Supplied material ::

==============================

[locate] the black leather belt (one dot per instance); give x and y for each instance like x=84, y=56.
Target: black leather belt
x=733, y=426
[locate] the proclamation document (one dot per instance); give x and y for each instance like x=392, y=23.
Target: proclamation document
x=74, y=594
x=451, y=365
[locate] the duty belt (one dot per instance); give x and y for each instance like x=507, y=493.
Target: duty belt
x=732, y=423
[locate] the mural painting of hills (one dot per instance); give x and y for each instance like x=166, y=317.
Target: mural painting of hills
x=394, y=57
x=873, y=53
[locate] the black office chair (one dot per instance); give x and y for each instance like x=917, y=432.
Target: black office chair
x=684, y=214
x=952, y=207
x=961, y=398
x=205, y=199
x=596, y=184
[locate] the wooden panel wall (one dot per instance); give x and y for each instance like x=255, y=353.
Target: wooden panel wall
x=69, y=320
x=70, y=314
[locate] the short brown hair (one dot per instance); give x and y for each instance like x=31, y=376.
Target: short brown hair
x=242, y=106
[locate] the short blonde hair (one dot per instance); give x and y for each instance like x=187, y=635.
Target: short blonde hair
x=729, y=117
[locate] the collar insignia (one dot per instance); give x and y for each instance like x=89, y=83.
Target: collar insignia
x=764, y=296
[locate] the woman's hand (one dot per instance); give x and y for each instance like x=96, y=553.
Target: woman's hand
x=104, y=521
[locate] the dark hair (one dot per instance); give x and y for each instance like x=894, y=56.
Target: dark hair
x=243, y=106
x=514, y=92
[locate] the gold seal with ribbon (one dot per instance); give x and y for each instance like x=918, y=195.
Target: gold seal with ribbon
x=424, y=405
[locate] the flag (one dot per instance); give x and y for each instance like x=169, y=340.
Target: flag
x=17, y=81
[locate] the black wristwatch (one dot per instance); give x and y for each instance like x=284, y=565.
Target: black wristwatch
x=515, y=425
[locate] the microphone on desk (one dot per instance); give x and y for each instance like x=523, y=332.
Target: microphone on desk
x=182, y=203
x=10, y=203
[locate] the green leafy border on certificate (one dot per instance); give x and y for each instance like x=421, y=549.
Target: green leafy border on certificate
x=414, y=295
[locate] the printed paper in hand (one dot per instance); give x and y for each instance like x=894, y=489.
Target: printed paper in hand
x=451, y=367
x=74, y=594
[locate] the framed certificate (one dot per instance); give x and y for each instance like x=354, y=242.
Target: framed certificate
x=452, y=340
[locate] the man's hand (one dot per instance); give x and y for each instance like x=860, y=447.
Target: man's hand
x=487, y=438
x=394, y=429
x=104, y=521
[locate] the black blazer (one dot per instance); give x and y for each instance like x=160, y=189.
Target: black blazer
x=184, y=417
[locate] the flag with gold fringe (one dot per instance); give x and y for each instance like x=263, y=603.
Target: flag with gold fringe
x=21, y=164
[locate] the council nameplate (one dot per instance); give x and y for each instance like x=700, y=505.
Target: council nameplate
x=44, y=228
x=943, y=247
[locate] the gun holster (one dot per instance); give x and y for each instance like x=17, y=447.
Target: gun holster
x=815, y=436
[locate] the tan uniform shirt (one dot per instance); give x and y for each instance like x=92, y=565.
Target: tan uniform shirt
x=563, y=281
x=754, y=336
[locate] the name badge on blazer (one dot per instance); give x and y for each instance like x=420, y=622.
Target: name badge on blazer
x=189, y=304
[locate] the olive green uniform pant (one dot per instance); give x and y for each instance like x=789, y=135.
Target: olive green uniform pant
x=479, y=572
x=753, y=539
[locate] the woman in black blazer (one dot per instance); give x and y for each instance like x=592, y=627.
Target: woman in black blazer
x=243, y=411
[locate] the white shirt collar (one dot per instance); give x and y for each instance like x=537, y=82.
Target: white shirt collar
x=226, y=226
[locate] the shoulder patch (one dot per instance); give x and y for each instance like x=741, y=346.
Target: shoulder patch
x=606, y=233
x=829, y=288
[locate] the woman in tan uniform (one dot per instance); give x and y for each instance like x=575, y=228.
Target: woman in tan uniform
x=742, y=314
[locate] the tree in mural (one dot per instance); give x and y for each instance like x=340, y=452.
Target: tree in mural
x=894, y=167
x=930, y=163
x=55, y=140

==============================

Required task ::
Please take the lines of the entries beginning with the one that contains "[locate] the short blonde" and ending with the one that contains "x=764, y=296", and format them as a JSON list of strings. Use one string per line and omit any blank lines.

Output of the task ::
[
  "[locate] the short blonde hair (one dot per instance); give x and y for each instance like x=187, y=635.",
  "Target: short blonde hair",
  "x=729, y=117",
  "[locate] the collar insignia (one dot per instance); give x and y for each instance like x=89, y=83.",
  "Target: collar insignia",
  "x=764, y=296"
]